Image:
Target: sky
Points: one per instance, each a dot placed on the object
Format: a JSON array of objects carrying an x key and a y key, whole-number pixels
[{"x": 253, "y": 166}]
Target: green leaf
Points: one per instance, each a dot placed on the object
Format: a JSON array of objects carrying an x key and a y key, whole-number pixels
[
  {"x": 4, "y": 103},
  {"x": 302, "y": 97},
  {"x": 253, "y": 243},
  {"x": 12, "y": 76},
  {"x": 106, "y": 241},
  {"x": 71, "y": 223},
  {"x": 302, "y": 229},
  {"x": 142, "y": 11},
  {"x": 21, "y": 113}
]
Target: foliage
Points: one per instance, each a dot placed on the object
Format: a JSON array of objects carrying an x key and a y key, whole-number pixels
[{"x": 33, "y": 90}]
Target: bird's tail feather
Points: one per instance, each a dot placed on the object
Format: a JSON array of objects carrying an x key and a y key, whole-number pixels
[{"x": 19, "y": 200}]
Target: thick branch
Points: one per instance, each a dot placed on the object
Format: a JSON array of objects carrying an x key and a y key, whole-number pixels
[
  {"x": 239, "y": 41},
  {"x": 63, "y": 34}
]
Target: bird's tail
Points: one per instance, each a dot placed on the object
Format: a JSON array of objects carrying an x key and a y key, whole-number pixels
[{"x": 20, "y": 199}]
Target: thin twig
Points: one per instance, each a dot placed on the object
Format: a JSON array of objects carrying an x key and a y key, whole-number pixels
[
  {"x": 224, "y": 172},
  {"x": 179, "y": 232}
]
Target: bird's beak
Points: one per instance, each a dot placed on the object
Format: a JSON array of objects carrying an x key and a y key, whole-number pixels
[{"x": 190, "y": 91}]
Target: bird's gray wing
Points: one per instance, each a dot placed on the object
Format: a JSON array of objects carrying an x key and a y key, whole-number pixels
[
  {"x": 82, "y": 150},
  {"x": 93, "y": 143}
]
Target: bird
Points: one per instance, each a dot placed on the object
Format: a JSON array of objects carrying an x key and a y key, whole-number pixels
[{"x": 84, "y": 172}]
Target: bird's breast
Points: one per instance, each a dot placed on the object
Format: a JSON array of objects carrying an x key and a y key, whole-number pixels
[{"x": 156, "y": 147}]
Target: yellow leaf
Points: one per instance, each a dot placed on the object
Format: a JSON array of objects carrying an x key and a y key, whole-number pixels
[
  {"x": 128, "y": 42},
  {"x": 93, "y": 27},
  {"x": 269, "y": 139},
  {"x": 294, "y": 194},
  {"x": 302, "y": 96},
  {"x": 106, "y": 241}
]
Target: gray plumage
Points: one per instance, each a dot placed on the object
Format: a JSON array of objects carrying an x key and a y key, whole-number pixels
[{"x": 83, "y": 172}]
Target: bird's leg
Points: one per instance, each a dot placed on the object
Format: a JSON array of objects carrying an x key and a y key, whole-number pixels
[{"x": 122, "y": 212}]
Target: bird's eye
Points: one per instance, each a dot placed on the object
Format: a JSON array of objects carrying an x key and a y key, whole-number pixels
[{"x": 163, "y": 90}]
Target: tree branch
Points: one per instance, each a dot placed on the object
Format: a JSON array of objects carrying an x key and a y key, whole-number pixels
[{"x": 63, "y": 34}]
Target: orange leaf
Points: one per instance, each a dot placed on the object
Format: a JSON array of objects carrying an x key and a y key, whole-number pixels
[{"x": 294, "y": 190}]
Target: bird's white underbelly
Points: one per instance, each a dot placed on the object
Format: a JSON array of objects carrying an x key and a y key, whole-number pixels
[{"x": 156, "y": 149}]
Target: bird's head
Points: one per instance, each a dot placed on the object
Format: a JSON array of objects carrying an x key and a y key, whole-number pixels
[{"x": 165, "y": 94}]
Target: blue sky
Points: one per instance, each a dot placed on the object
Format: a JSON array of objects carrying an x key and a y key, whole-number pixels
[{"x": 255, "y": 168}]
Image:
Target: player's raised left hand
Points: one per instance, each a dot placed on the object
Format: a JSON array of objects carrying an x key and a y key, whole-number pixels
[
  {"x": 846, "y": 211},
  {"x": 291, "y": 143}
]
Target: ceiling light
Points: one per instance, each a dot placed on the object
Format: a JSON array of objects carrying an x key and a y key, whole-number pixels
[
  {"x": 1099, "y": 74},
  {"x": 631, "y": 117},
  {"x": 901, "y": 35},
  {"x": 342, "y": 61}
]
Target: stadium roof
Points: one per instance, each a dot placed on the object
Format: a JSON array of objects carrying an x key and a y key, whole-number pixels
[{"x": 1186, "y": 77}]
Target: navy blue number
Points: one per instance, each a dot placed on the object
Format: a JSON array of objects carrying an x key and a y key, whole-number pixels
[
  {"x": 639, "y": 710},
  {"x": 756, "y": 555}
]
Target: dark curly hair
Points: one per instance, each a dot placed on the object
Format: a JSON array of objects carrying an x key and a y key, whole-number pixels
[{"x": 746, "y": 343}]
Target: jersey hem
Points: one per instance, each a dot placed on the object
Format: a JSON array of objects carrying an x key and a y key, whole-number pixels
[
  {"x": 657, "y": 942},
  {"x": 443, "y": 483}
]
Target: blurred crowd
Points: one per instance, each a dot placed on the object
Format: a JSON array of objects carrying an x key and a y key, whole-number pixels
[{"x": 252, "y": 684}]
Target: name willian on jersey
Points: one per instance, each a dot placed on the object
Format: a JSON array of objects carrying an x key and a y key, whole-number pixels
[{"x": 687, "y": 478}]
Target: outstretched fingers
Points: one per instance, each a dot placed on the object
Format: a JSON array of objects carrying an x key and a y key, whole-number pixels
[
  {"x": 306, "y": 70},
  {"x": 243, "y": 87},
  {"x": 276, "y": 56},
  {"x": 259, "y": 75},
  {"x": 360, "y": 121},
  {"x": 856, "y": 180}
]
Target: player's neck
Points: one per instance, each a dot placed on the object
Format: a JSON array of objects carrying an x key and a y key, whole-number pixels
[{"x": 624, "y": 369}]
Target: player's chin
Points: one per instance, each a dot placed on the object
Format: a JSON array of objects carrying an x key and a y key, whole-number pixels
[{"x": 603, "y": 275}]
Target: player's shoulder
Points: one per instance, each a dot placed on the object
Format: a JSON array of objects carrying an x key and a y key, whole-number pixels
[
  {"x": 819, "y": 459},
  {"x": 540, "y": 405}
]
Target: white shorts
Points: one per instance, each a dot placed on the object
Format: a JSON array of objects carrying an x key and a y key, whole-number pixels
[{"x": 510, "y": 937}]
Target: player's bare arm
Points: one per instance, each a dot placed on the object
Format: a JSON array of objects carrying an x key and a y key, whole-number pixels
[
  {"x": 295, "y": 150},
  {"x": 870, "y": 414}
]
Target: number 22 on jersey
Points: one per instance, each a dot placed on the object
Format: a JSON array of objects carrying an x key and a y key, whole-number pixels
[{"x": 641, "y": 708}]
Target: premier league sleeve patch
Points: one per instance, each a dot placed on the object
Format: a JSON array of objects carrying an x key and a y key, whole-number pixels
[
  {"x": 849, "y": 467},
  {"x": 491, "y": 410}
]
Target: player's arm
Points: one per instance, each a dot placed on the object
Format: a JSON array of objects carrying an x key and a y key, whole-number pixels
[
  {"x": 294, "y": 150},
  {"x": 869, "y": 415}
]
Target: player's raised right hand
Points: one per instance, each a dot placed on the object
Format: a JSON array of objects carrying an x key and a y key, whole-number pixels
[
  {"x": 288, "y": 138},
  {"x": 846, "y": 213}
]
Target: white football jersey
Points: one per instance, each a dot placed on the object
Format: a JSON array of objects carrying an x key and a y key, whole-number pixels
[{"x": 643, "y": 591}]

What you are asked to do:
Each line of the material must be restated exactly.

Output below:
Image:
Target: sky
Points: one per instance, each a dot placed on the object
Format: a JSON array of objects carrying an x key and a y key, whole-number pixels
[{"x": 253, "y": 166}]
Target: green leaf
Points: one per instance, each a dot placed on the object
Format: a JSON array of objects carrying an x key and a y key, whole-number pixels
[
  {"x": 4, "y": 103},
  {"x": 302, "y": 97},
  {"x": 253, "y": 243},
  {"x": 12, "y": 76},
  {"x": 106, "y": 241},
  {"x": 71, "y": 223},
  {"x": 302, "y": 229},
  {"x": 142, "y": 11},
  {"x": 21, "y": 113}
]
Target: foliage
Points: one per instance, each a dot placed on the object
Format: a JSON array of objects carrying an x key and a y key, whole-number pixels
[{"x": 33, "y": 90}]
Target: bird's tail feather
Points: one per instance, each a dot placed on the object
Format: a JSON array of objects carrying an x key and a y key, whole-number pixels
[{"x": 19, "y": 200}]
Target: thick branch
Points: one per instance, each a dot placed on the object
Format: a JSON array of objects carrying an x key and a y key, whole-number pixels
[
  {"x": 239, "y": 41},
  {"x": 63, "y": 34}
]
Target: bird's tail
Points: one per instance, each a dot placed on the object
Format: a JSON array of objects carrying an x key and a y key, whole-number pixels
[{"x": 20, "y": 199}]
Target: thin twig
Points: one per instance, each a dot placed on the object
Format: a JSON array of objects carrying an x key and a y key, whole-number pixels
[
  {"x": 224, "y": 172},
  {"x": 179, "y": 232}
]
Target: bird's beak
Points: one per instance, each a dot placed on the object
Format: a JSON array of objects carrying an x key and a y key, whole-number pixels
[{"x": 190, "y": 91}]
Target: bird's gray wing
Points: one per instance, each a dot placed on the object
Format: a JSON array of objects carrying an x key and a y key, whole-number pixels
[
  {"x": 82, "y": 150},
  {"x": 93, "y": 143}
]
Target: bird
Points: one per instance, each a dot placed on the object
Format: a JSON array of objects carrying an x key and a y key, whole-number pixels
[{"x": 84, "y": 172}]
Target: bird's breast
Points: one per instance, each a dot placed on the object
Format: a JSON array of objects carrying an x key and a y key, whole-number pixels
[{"x": 156, "y": 147}]
Target: yellow leaf
Points: one per instance, each a dot placed on the object
Format: a JSON array of objects carrying an x key and a y key, whole-number pixels
[
  {"x": 128, "y": 42},
  {"x": 93, "y": 27},
  {"x": 269, "y": 139},
  {"x": 294, "y": 194},
  {"x": 302, "y": 96},
  {"x": 106, "y": 241}
]
Target: gray plumage
Points: one per instance, each a dot placed on the object
Format: a JSON array of objects carrying an x key and a y key, whole-number pixels
[{"x": 83, "y": 172}]
Target: bird's leg
Points: one per instance, each a dot placed on the object
Format: a JSON array of objects carrying an x key and a y key, whole-number pixels
[{"x": 122, "y": 212}]
Target: bird's eye
Points: one per instance, each a dot placed on the object
Format: a JSON array of objects carrying an x key and a y key, whole-number pixels
[{"x": 163, "y": 90}]
Target: tree branch
Points: one per instance, each a dot placed on the object
Format: a JSON array of objects carrying an x key and a y key, whole-number pixels
[{"x": 63, "y": 34}]
Target: orange leaf
Points: one per instance, each a dot placed on the object
Format: a JSON array of objects carrying an x key and a y key, whole-number pixels
[{"x": 294, "y": 190}]
Target: bird's white underbelly
Points: one per instance, each a dot placed on the object
Format: a JSON array of objects carrying an x key and a y key, whole-number pixels
[{"x": 156, "y": 149}]
Target: bird's head
Points: one per instance, each a dot placed on the object
Format: a JSON array of objects carrying an x key and a y key, whole-number pixels
[{"x": 165, "y": 94}]
Target: blue sky
Points: one per instance, each a dot placed on the object
Format: a JSON array of objects carrying an x key and a y key, whole-number pixels
[{"x": 255, "y": 168}]
Image:
Target: player's raised left hand
Points: one per instance, each a dot placed on the object
Format: a JSON array of objects carrying an x key and a y key, whole-number pixels
[
  {"x": 846, "y": 211},
  {"x": 291, "y": 143}
]
Target: ceiling light
Points: one per instance, each a dot placed on the object
Format: a JSON array of objects carrying an x key and a y key, whole-number pixels
[
  {"x": 1099, "y": 74},
  {"x": 631, "y": 117},
  {"x": 901, "y": 35},
  {"x": 342, "y": 61}
]
Target: stadium roof
Points: one per instance, each a dot placed on the object
Format: a JSON array of objects carrying an x key and a y key, whole-number pixels
[{"x": 1186, "y": 77}]
Target: navy blue number
Points: one per instance, each a dot placed on the object
Format: a JSON array of objects carrying an x key and a y key, whole-number pixels
[
  {"x": 639, "y": 710},
  {"x": 756, "y": 555}
]
Target: dark curly hair
Points: one per instance, each a dot placed on the object
Format: a JSON array of objects carrying an x key and a y key, whole-number pixels
[{"x": 746, "y": 343}]
Target: jersey hem
Points: one per instance, each a dot placed on the object
Format: a JSON array of objects carrying an x key and a y key, whole-number pixels
[
  {"x": 657, "y": 942},
  {"x": 443, "y": 483}
]
Target: blurred crowd
Points: one per instance, each a dot placed on the object
Format: a JSON array of objects carrying an x key and a y key, whole-number pixels
[{"x": 252, "y": 684}]
Target: name willian on jersey
Points: one per instance, each a dot placed on the object
Format: a JSON array of objects carrying an x key and a y key, whole-number pixels
[{"x": 687, "y": 478}]
Target: outstretched fingers
Points: one per instance, each a dot placed on the object
Format: a JSON array of objects carrying an x key and a y key, whole-number pixels
[
  {"x": 306, "y": 70},
  {"x": 243, "y": 87},
  {"x": 276, "y": 56},
  {"x": 259, "y": 75},
  {"x": 360, "y": 121},
  {"x": 856, "y": 180}
]
Target: player's neck
Points: one per instance, each a dot placed on the object
Format: a JSON array of objects carrying an x key and a y key, whole-number pixels
[{"x": 624, "y": 369}]
Target: player's chin
Points: one per instance, each a dot placed on the object
Format: a JSON array of objects carrying an x key and a y key, whole-number pixels
[{"x": 603, "y": 275}]
Target: player's shoulder
Points: one per instance, each a dot placed on the object
Format: a JSON array of objects carrying an x key and a y key, whole-number pixels
[
  {"x": 819, "y": 459},
  {"x": 540, "y": 405}
]
Target: white shorts
Points: one per instance, each a dot placed on the object
Format: a JSON array of objects carrying an x key and a y key, whole-number pixels
[{"x": 510, "y": 937}]
Target: player's bare arm
Points: one per instance, each a dot placed on the object
Format: a JSON array of objects carrying an x key and a y key, whole-number pixels
[
  {"x": 295, "y": 150},
  {"x": 870, "y": 414}
]
Target: number 22 on jersey
Points: one per instance, each a dot placed on the object
Format: a JSON array of objects carrying an x key and a y key, whole-number pixels
[{"x": 641, "y": 708}]
Target: premier league sleeve patch
Points: one per instance, each a dot placed on the object
Format: a JSON array of objects carrying an x key and a y key, whole-number pixels
[
  {"x": 849, "y": 467},
  {"x": 491, "y": 410}
]
Target: player's arm
Points: one per instance, each a dot placed on the object
Format: a JSON array of objects carrying an x key and a y key, whole-number pixels
[
  {"x": 294, "y": 150},
  {"x": 869, "y": 415}
]
Target: player's raised right hand
Points: one per instance, each a dot placed on the object
Format: a JSON array of objects carrying an x key and a y key, whole-number pixels
[
  {"x": 288, "y": 138},
  {"x": 846, "y": 213}
]
Target: white football jersey
Points: one per instance, each a dot placed on the object
Format: a JSON array of objects carrying an x key and a y key, whole-number pixels
[{"x": 643, "y": 591}]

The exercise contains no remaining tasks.